■ WHAT IS EXPECTED: The answer must consist solely of the lines from the one containing "In this picture, where can the hood" to the end of the entries below, repeated exactly.

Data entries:
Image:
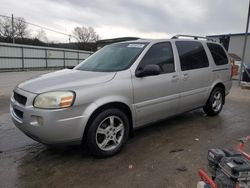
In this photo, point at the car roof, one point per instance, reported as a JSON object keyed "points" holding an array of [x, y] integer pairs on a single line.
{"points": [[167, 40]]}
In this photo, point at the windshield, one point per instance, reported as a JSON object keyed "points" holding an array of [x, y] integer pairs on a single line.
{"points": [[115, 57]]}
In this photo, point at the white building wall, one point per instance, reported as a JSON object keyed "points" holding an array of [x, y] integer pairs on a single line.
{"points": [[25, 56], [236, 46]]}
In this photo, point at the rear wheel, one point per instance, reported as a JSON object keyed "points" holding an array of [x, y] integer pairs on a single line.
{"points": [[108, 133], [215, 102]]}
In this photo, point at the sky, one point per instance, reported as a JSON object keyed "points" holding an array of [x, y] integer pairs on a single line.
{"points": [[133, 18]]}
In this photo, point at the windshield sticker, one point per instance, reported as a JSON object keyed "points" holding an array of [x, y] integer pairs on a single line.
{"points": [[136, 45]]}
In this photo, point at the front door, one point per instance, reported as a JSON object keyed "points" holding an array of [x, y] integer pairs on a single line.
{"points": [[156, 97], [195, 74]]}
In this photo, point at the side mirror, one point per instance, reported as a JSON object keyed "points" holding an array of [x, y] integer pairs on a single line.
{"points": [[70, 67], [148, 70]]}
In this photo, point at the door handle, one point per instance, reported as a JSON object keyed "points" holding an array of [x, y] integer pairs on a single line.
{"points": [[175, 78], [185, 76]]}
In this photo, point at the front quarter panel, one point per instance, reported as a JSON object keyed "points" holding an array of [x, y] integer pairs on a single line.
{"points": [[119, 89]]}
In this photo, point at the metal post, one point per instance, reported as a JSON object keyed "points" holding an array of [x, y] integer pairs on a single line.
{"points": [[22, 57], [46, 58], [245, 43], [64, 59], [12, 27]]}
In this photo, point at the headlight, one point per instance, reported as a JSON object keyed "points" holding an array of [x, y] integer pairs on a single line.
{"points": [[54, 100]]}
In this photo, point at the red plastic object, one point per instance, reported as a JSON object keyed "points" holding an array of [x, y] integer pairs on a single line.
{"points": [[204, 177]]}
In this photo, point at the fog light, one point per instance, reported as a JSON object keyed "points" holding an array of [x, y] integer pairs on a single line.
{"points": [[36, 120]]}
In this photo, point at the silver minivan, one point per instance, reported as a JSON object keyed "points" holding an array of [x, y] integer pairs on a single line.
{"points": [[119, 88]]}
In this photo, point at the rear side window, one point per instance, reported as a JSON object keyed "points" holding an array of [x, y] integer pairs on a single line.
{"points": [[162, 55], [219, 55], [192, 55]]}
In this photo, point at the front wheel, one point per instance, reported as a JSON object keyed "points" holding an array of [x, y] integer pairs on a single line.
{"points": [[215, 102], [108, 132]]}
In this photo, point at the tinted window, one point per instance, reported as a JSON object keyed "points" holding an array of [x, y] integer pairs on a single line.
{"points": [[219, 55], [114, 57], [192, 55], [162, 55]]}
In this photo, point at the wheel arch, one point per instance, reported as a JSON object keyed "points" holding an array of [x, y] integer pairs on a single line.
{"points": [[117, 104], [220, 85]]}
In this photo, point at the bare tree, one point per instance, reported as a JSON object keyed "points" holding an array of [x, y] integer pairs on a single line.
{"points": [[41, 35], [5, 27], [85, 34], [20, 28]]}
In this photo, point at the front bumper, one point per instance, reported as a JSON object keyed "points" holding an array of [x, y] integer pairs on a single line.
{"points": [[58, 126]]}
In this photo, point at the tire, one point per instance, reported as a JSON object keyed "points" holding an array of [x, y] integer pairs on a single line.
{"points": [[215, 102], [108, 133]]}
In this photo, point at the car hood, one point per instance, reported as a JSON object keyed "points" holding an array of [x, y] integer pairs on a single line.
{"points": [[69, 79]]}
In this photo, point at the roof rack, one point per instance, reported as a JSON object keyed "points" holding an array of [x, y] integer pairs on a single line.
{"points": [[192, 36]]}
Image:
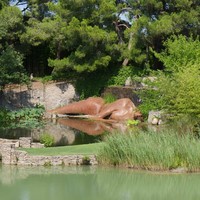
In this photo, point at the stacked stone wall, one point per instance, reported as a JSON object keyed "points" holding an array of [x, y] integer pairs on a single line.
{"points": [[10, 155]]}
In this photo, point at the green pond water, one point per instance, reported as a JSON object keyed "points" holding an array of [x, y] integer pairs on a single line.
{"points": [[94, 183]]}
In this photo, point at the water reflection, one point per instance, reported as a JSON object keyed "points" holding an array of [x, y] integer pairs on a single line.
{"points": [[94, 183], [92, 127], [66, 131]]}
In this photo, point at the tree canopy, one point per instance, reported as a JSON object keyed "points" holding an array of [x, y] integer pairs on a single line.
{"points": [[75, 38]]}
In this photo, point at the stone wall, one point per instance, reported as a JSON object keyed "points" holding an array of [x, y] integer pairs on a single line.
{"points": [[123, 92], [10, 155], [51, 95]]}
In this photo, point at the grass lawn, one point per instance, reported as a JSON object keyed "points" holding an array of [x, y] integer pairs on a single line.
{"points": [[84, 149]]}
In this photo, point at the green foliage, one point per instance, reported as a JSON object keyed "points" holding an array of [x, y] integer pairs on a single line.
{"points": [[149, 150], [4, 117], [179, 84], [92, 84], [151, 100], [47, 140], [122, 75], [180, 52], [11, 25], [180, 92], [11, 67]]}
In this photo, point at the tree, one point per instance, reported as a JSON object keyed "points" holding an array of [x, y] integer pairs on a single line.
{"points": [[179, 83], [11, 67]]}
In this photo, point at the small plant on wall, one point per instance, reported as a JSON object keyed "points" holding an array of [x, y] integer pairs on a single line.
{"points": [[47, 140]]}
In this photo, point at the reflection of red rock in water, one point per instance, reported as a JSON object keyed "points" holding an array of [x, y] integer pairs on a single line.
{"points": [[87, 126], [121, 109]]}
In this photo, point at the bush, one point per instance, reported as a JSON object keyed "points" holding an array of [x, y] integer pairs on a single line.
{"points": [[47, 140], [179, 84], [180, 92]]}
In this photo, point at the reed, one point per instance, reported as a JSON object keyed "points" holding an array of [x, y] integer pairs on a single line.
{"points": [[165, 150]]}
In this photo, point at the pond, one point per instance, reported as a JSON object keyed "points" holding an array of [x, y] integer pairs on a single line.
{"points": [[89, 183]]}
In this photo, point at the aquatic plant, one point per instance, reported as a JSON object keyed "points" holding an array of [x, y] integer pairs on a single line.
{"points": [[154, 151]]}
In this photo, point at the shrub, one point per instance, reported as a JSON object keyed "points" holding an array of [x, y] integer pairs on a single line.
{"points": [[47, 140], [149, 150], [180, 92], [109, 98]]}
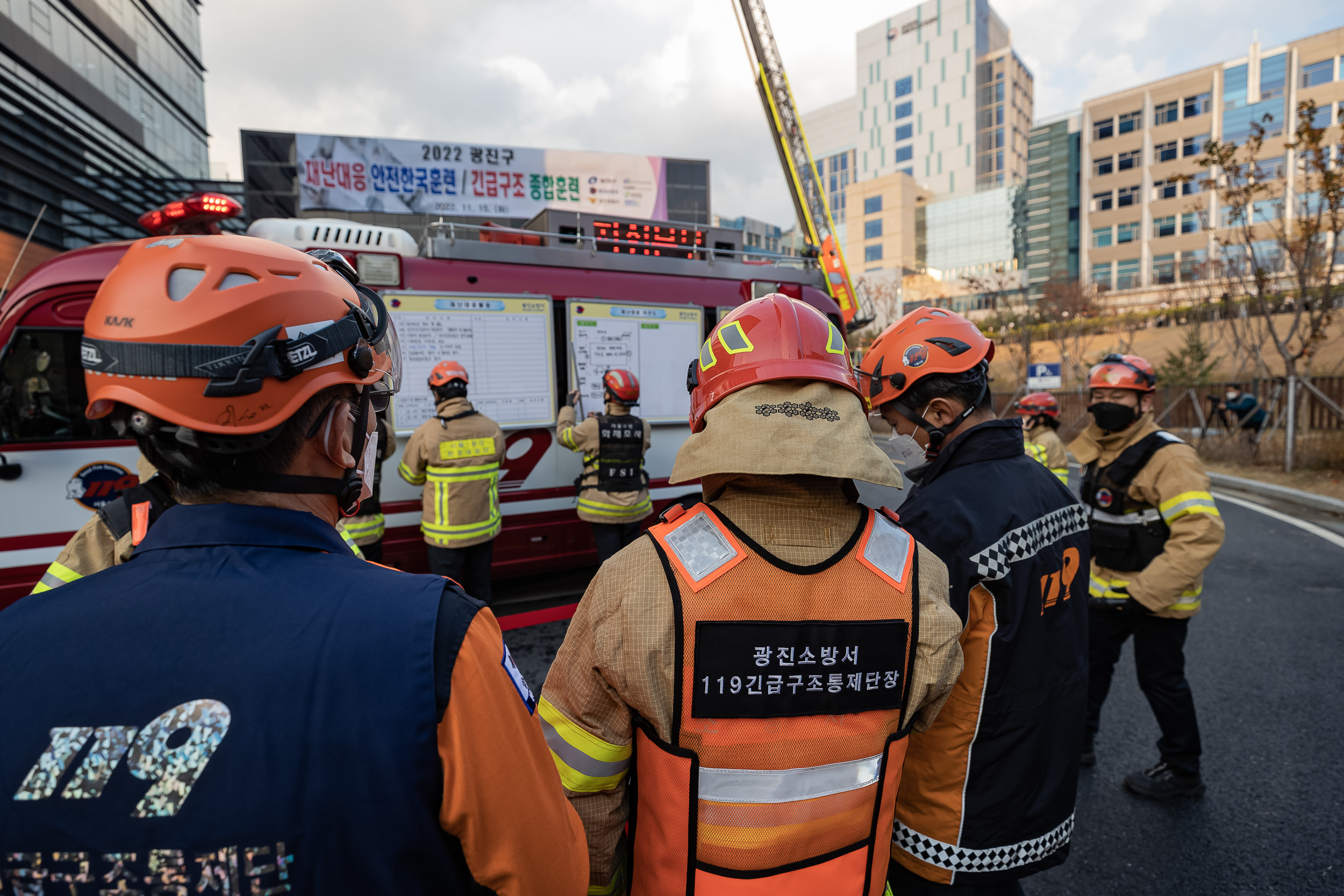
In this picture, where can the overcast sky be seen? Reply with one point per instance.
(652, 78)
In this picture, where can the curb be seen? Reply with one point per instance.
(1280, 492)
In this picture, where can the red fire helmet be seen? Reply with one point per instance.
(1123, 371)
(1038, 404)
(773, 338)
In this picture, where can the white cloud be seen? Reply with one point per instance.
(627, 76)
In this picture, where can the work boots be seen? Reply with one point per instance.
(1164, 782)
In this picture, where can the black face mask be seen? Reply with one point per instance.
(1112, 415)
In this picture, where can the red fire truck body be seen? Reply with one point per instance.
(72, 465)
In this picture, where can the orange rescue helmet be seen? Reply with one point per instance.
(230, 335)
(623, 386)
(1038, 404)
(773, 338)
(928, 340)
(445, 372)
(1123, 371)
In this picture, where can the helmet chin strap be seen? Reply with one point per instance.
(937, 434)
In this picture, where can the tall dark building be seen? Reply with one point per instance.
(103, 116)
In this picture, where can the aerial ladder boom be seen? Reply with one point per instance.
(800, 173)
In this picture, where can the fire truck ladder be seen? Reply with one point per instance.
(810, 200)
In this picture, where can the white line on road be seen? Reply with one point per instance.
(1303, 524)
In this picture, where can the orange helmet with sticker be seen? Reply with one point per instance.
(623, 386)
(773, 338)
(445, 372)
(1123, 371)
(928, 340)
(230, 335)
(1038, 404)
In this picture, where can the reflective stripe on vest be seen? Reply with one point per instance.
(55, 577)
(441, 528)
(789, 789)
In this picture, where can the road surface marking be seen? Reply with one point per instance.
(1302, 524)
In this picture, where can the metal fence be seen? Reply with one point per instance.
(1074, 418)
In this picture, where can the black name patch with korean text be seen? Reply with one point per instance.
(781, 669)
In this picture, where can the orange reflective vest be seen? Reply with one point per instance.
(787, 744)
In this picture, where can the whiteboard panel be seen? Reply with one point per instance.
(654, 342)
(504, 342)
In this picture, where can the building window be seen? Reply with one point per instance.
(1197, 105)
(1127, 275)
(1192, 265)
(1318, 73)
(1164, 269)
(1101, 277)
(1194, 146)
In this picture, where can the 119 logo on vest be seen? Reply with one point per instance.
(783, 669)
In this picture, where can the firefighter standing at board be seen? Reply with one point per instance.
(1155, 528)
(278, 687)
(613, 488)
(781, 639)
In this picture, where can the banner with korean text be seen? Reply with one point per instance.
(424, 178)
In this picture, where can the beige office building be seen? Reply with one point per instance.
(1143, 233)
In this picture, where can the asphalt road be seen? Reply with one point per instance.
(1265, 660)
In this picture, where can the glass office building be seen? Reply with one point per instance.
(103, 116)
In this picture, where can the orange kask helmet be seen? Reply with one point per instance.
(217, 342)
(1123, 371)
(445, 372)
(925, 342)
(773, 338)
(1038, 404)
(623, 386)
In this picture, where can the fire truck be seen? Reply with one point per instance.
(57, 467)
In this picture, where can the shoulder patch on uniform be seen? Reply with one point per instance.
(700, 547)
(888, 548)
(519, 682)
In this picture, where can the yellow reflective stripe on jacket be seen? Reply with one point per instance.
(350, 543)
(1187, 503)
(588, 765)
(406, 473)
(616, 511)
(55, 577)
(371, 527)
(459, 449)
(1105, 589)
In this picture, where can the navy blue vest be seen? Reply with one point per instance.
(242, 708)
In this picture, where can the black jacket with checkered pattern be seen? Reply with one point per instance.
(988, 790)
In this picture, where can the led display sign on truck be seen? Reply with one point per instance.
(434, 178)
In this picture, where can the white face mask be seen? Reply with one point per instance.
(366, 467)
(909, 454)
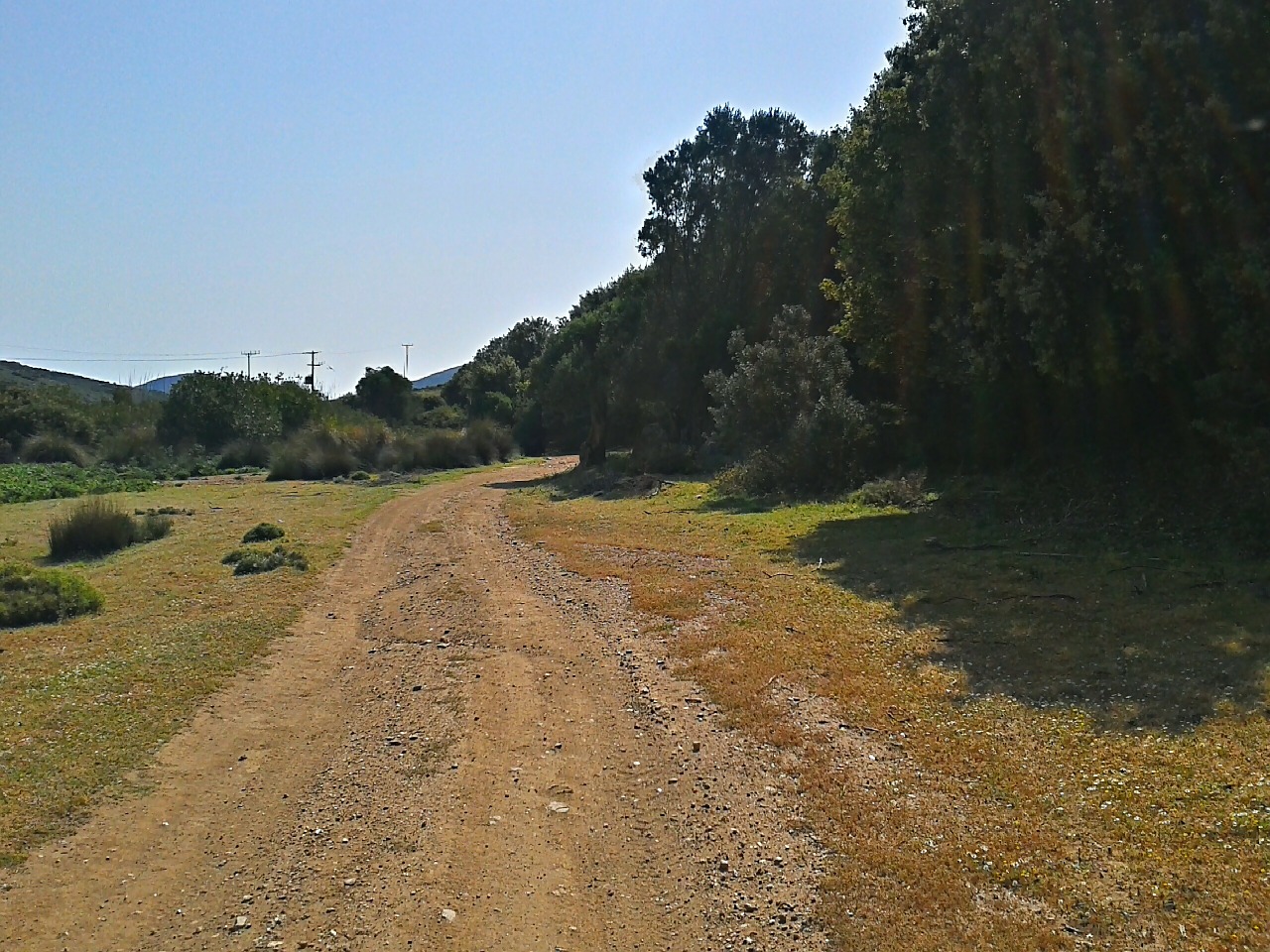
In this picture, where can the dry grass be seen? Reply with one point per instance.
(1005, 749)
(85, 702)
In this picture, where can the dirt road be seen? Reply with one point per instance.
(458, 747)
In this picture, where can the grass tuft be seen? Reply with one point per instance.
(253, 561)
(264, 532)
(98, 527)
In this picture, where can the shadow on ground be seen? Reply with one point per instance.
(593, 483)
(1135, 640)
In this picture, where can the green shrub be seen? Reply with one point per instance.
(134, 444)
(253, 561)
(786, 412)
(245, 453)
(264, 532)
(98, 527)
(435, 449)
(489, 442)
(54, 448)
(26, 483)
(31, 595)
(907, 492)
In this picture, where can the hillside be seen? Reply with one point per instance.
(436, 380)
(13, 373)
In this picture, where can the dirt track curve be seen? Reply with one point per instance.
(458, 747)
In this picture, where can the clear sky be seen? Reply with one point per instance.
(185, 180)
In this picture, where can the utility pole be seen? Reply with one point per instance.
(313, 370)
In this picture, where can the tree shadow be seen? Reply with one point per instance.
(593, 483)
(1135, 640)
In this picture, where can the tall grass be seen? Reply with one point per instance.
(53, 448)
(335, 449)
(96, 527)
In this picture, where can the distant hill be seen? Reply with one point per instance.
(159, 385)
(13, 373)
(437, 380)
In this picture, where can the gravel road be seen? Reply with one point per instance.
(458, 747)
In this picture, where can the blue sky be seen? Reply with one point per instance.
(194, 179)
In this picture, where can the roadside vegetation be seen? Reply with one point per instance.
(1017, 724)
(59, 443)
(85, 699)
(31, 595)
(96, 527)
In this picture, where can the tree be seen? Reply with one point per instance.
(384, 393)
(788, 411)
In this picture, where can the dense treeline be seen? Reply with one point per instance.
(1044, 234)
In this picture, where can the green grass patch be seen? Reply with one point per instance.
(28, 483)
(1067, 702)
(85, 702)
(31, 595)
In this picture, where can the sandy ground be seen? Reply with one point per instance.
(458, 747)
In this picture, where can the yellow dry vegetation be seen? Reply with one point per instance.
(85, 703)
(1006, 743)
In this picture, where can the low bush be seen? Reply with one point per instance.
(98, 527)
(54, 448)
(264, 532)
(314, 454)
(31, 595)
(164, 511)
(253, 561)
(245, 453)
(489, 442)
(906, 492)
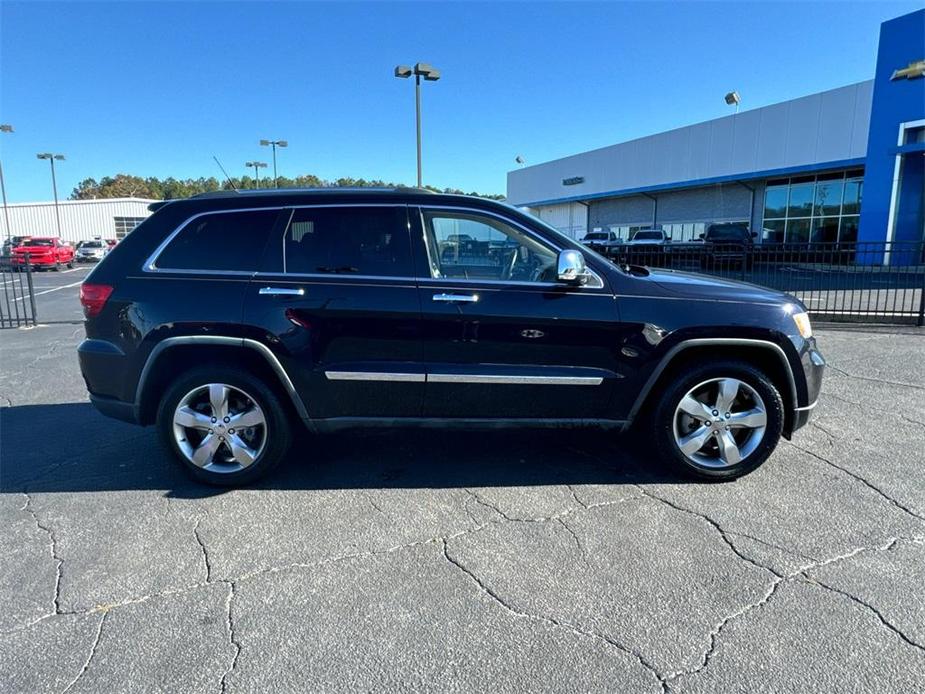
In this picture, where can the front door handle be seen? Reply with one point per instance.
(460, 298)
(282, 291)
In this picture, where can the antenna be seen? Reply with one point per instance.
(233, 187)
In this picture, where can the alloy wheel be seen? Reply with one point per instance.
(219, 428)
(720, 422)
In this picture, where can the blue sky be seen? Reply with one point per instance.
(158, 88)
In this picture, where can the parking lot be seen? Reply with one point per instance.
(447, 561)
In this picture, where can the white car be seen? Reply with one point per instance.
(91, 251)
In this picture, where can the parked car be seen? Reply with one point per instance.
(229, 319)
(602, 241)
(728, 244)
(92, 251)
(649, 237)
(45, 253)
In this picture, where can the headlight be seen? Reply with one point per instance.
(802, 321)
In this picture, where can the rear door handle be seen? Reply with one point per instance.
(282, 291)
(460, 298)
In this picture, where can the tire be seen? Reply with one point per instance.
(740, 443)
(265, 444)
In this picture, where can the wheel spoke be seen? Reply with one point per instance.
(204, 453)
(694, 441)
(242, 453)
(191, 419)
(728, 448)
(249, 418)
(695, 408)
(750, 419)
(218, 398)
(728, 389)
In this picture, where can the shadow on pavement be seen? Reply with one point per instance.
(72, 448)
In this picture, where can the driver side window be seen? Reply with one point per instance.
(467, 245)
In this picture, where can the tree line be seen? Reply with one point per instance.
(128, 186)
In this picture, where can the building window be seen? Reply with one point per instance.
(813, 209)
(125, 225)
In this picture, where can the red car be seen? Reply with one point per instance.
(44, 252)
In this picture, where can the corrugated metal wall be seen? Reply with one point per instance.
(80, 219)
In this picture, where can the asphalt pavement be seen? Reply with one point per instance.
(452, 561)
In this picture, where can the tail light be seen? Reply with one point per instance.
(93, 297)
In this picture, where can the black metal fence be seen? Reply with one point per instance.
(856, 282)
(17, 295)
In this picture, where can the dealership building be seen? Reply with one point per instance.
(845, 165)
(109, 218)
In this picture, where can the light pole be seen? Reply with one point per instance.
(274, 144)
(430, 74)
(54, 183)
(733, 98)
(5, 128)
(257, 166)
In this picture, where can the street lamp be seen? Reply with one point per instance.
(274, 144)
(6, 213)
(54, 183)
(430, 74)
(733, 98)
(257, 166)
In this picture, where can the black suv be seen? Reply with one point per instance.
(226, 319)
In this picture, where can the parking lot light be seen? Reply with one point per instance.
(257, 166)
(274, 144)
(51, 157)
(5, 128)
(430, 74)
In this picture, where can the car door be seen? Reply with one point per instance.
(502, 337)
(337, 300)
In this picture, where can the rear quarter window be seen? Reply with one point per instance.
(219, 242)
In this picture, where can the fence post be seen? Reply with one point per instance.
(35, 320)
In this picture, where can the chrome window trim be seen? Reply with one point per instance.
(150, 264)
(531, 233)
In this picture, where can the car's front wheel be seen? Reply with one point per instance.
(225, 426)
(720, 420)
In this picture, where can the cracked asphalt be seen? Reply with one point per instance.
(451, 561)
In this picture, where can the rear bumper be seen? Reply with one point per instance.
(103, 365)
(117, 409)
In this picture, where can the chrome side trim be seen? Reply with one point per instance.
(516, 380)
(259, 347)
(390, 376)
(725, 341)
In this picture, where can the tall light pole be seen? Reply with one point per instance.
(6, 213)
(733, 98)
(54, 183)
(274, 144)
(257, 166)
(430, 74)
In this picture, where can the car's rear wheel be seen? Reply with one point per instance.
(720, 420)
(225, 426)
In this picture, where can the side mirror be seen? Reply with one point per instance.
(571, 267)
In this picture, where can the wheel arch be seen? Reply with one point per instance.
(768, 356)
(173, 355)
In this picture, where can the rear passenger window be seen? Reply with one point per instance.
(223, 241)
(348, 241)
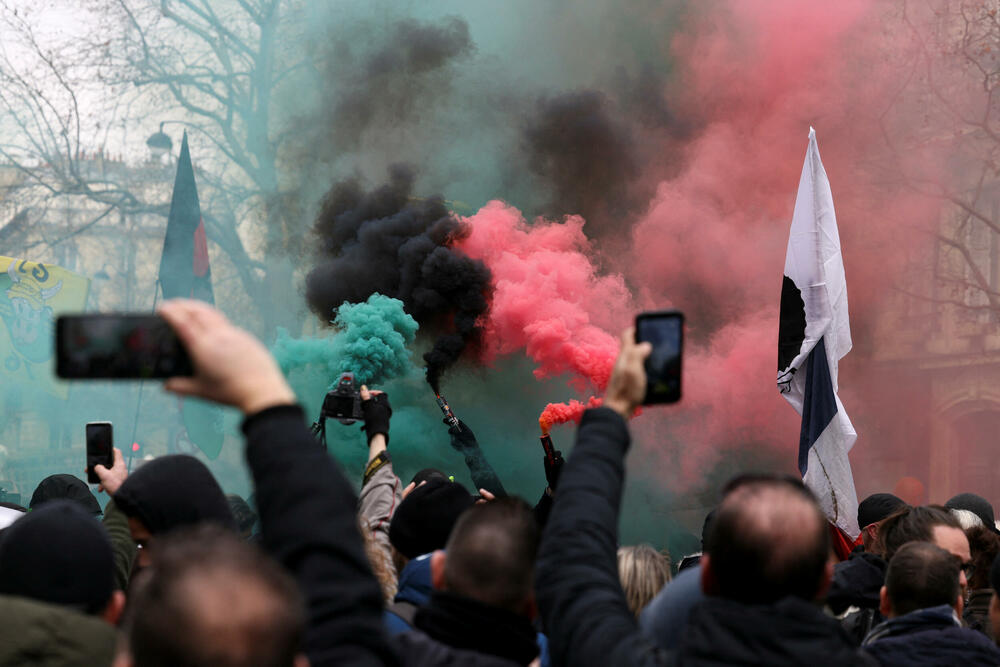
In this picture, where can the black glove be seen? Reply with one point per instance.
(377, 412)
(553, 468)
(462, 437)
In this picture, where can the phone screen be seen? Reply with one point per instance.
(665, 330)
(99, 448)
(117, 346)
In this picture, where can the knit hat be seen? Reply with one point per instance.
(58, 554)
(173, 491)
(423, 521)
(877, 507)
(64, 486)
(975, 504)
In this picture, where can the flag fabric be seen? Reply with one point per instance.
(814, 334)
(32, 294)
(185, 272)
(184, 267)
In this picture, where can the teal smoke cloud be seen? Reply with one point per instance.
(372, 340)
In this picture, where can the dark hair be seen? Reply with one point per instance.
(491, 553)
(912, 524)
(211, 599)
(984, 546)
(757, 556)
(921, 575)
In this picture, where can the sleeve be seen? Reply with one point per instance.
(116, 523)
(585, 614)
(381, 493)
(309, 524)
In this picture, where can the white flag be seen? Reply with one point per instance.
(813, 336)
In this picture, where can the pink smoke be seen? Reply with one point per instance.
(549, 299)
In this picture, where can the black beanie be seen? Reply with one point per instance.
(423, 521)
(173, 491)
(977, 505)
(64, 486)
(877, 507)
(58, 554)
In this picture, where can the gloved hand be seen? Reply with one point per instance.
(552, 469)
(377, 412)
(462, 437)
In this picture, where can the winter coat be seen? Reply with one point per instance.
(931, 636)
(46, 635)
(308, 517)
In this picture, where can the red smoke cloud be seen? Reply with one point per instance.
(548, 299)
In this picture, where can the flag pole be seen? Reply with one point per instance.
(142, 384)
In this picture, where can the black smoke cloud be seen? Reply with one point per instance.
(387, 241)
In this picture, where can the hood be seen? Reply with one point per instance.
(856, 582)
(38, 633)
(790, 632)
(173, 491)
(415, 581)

■ ANSWER TO THE PROBLEM:
In this picture, where can the hood be seen? Reply with one point per instance.
(856, 582)
(38, 633)
(790, 632)
(173, 491)
(415, 581)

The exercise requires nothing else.